RECORD EXCERPTS
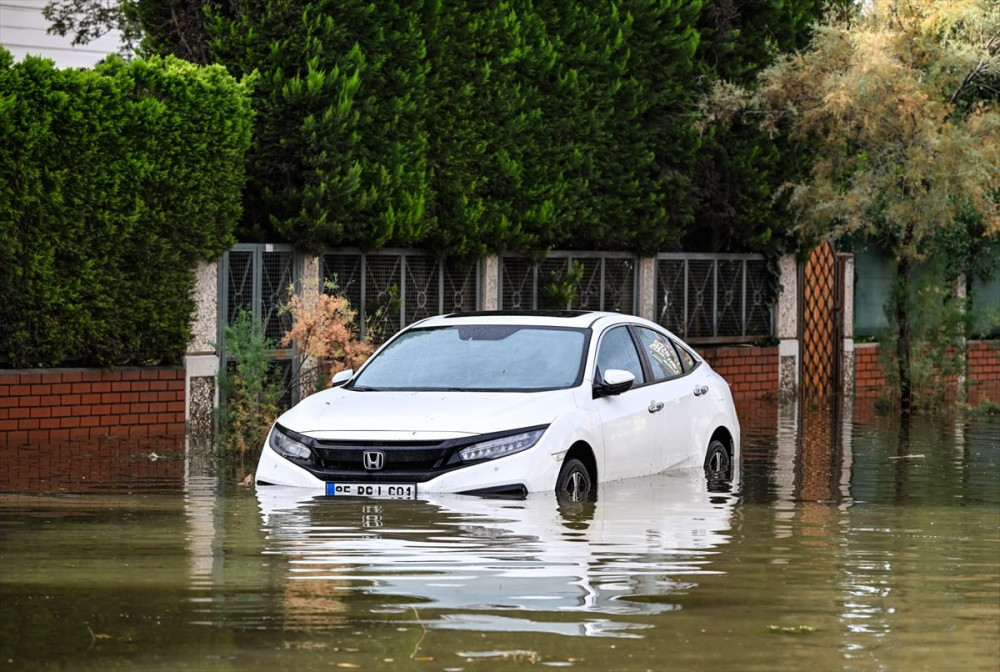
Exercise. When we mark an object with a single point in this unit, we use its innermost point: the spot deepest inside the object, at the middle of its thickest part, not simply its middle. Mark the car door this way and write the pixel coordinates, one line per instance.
(686, 409)
(626, 419)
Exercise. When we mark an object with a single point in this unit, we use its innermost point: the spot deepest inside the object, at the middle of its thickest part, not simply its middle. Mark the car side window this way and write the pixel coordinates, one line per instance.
(617, 351)
(687, 359)
(663, 357)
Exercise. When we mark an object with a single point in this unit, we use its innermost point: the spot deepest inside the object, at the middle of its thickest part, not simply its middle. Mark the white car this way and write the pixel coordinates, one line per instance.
(506, 404)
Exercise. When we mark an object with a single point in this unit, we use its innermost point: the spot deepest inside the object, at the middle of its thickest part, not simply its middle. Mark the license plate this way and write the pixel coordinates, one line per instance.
(373, 490)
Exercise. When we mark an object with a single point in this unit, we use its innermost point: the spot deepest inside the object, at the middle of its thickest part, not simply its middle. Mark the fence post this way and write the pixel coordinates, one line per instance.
(788, 329)
(489, 298)
(647, 288)
(201, 359)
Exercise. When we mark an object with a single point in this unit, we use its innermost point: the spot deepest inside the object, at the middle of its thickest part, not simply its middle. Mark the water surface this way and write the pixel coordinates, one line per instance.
(844, 546)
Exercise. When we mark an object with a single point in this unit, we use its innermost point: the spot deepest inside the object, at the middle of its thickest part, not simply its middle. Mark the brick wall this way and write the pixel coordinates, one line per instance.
(752, 372)
(984, 371)
(44, 406)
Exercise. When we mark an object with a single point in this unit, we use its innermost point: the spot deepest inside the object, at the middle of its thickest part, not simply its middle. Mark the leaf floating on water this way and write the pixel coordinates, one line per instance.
(791, 630)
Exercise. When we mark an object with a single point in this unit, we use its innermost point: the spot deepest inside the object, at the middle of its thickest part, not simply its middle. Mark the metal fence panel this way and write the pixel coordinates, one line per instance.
(608, 282)
(714, 297)
(391, 289)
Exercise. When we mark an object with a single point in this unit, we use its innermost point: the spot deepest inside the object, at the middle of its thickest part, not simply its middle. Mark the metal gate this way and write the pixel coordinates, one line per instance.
(820, 312)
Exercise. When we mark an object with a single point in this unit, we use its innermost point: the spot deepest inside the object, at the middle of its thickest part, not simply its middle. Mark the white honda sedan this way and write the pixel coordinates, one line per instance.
(507, 404)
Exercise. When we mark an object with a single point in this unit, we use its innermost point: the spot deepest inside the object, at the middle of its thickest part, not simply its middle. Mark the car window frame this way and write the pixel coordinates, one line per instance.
(598, 375)
(647, 367)
(353, 383)
(669, 342)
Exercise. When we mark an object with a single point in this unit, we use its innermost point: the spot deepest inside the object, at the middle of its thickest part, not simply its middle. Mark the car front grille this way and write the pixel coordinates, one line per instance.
(410, 457)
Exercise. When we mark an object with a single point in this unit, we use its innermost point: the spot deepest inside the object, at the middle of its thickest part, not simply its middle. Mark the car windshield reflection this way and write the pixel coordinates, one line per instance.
(480, 358)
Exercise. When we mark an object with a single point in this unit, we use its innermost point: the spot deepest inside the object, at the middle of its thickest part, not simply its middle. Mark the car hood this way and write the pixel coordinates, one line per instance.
(348, 414)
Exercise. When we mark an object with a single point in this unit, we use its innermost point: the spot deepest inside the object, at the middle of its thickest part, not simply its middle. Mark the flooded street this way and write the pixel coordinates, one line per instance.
(844, 546)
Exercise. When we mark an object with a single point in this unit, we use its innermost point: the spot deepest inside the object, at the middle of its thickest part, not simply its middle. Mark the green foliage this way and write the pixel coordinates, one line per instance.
(249, 388)
(464, 129)
(739, 167)
(115, 181)
(341, 151)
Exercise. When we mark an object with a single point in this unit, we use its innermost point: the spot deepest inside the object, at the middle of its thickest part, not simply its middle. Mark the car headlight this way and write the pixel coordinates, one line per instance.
(286, 446)
(505, 445)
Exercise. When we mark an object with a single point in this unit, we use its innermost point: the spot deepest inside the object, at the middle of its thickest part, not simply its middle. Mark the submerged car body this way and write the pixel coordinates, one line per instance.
(509, 403)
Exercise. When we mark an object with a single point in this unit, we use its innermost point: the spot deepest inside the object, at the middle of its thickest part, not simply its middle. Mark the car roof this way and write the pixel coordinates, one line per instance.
(561, 318)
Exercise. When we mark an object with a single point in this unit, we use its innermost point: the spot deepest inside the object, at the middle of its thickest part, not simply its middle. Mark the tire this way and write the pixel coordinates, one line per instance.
(718, 464)
(575, 484)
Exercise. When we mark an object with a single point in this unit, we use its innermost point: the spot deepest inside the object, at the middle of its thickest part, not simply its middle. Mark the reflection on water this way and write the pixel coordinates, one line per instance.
(851, 544)
(503, 565)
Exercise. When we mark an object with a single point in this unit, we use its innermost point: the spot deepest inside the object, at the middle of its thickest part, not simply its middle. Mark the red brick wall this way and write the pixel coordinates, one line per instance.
(984, 371)
(869, 379)
(44, 406)
(752, 372)
(102, 464)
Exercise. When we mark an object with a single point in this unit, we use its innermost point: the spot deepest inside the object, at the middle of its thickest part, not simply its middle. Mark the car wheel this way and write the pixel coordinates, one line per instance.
(574, 483)
(718, 463)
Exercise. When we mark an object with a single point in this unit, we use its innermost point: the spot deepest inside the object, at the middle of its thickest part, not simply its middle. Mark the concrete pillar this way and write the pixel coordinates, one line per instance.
(490, 285)
(788, 329)
(960, 292)
(201, 360)
(847, 333)
(306, 369)
(646, 289)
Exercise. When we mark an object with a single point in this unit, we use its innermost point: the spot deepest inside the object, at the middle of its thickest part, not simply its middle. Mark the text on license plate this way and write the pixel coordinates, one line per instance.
(378, 490)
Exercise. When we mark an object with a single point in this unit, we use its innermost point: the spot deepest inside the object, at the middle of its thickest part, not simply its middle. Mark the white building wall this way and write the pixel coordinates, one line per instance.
(23, 31)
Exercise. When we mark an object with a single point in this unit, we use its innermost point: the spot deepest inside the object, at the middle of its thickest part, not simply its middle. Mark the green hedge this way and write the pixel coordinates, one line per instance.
(465, 129)
(113, 183)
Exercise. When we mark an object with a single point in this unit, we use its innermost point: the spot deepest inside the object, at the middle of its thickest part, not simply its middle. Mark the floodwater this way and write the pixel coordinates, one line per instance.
(845, 545)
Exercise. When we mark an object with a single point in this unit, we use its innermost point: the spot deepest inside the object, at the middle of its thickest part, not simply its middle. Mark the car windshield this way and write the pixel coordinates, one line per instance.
(478, 358)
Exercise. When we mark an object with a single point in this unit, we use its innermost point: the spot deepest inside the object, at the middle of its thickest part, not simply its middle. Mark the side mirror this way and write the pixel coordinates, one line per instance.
(341, 377)
(615, 382)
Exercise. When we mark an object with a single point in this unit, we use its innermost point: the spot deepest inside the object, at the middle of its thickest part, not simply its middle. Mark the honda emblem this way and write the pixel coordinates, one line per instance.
(373, 460)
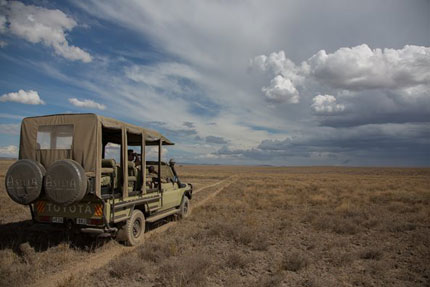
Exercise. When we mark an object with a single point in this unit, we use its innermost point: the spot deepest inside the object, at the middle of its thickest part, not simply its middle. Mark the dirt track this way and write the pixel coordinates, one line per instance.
(98, 260)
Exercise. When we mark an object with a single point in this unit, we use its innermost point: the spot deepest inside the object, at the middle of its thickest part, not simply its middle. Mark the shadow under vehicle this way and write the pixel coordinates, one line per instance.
(64, 176)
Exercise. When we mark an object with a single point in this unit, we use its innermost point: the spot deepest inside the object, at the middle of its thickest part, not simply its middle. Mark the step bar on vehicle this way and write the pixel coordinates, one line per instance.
(162, 215)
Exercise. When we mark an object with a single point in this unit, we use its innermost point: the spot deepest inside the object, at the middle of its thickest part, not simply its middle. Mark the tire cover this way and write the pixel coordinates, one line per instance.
(65, 182)
(24, 180)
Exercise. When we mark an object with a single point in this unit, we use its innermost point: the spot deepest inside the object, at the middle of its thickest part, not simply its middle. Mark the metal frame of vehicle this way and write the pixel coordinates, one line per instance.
(110, 209)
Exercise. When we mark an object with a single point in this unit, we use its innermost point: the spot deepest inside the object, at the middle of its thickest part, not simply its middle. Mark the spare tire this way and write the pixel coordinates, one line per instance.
(24, 180)
(65, 182)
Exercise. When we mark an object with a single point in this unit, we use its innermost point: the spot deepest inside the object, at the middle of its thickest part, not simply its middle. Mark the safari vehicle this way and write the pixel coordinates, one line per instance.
(64, 175)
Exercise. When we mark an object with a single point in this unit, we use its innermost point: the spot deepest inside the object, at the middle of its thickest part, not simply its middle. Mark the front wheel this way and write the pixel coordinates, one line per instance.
(184, 209)
(132, 231)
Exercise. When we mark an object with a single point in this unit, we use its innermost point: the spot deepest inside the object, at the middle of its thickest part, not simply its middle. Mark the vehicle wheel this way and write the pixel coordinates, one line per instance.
(132, 231)
(184, 209)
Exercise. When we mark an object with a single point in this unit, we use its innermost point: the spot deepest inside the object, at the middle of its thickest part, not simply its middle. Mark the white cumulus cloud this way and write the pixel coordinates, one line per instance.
(357, 68)
(326, 104)
(85, 103)
(360, 67)
(12, 129)
(41, 25)
(29, 97)
(280, 90)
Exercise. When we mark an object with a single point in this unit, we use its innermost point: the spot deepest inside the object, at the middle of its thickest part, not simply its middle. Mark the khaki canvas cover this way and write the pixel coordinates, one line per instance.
(86, 146)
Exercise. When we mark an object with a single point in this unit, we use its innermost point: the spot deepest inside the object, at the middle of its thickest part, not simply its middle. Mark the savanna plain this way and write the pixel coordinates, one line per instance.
(250, 226)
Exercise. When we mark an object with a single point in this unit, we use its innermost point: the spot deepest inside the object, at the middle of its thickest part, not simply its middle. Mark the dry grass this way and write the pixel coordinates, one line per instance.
(321, 226)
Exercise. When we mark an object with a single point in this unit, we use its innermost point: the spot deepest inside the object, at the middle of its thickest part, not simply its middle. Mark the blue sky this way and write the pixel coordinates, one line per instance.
(233, 82)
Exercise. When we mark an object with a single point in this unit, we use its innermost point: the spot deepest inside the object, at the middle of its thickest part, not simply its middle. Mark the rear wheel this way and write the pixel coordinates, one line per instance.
(184, 209)
(131, 233)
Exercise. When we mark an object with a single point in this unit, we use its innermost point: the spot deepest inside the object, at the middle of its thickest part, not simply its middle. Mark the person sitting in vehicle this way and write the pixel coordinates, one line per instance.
(131, 155)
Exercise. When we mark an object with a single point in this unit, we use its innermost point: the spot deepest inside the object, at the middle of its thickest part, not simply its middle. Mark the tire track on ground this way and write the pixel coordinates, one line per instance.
(98, 260)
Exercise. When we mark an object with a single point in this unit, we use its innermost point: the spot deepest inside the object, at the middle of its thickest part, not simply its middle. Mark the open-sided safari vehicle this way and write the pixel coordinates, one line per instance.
(65, 176)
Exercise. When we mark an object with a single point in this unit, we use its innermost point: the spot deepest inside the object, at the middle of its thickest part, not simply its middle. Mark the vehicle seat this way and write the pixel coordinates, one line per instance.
(132, 176)
(109, 174)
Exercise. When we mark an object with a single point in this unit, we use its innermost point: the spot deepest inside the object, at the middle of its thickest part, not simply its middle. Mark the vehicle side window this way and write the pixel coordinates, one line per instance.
(55, 137)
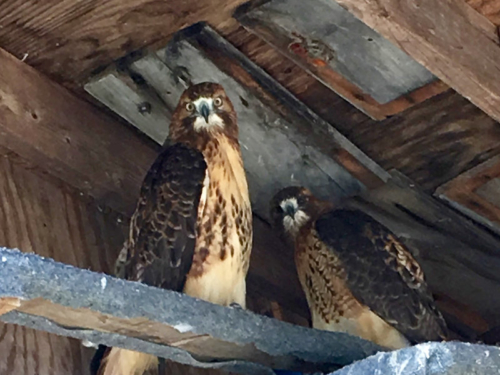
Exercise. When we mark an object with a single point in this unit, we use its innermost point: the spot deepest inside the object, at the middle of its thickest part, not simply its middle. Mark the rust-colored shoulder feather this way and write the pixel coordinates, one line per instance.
(382, 274)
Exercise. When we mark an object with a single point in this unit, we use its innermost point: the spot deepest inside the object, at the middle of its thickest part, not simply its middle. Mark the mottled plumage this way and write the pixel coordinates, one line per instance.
(358, 277)
(192, 228)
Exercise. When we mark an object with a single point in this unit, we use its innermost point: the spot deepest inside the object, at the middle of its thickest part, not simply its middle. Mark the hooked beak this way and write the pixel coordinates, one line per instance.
(290, 210)
(204, 110)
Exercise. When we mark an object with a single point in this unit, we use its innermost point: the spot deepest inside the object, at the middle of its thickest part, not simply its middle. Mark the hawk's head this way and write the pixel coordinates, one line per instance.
(291, 209)
(204, 109)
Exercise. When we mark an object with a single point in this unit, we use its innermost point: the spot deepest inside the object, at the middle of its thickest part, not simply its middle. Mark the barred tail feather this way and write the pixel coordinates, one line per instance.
(126, 362)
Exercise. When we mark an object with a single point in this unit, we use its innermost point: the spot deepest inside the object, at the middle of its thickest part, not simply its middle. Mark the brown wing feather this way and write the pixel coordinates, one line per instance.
(162, 236)
(382, 274)
(163, 228)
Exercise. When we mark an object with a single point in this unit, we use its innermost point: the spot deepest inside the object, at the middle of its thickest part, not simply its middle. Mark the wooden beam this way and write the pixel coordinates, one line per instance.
(69, 39)
(88, 305)
(445, 38)
(270, 118)
(56, 133)
(459, 258)
(476, 193)
(431, 143)
(350, 58)
(47, 125)
(488, 8)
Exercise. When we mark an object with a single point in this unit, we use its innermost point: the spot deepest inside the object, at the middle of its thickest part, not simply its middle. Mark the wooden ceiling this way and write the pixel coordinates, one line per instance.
(432, 142)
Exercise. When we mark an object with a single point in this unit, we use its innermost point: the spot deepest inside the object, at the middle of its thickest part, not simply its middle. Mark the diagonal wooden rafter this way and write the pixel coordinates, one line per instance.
(446, 36)
(68, 39)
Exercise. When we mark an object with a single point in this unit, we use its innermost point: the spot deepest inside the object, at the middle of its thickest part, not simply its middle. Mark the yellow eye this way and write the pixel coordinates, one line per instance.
(217, 102)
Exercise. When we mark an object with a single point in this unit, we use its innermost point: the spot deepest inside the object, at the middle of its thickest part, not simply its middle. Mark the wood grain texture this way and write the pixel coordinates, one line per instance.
(45, 123)
(348, 57)
(432, 142)
(488, 8)
(68, 39)
(38, 214)
(269, 117)
(460, 259)
(440, 35)
(41, 214)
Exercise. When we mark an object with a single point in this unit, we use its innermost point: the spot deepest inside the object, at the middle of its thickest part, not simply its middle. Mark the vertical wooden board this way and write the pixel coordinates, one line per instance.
(38, 214)
(343, 53)
(283, 143)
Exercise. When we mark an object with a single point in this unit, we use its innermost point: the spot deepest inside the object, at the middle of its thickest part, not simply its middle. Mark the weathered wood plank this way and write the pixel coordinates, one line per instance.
(440, 35)
(476, 193)
(343, 53)
(432, 142)
(323, 101)
(71, 140)
(85, 303)
(41, 214)
(270, 119)
(47, 125)
(68, 39)
(460, 260)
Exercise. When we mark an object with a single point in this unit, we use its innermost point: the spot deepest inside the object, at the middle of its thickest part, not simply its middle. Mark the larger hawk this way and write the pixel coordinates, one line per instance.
(192, 228)
(356, 274)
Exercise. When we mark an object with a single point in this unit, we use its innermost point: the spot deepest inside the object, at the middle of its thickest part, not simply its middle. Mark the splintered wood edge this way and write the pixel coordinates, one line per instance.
(7, 304)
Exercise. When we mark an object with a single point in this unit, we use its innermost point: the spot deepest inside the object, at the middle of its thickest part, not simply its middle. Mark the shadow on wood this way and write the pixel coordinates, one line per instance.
(61, 299)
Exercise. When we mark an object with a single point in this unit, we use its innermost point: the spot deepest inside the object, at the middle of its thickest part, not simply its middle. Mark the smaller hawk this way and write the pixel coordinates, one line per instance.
(358, 277)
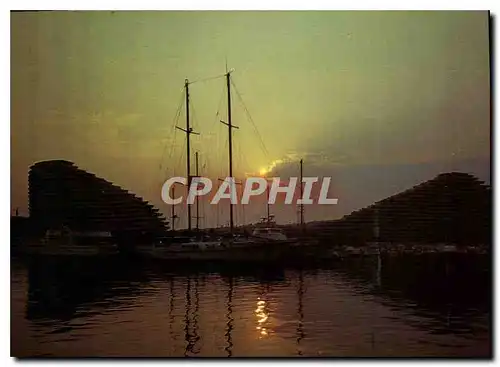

DIRECTION
From the material above, pull out every line that contains the word "savanna". The match is case-sensitive.

FINAL ANSWER
Exercise. When we mark an object with a single point in this unit, we use its innermost point: the spot deepest inside the object, at the middle of its thickest part, not simply its middle. Mark the savanna plain this way and write the pixel coordinates, one line per instance.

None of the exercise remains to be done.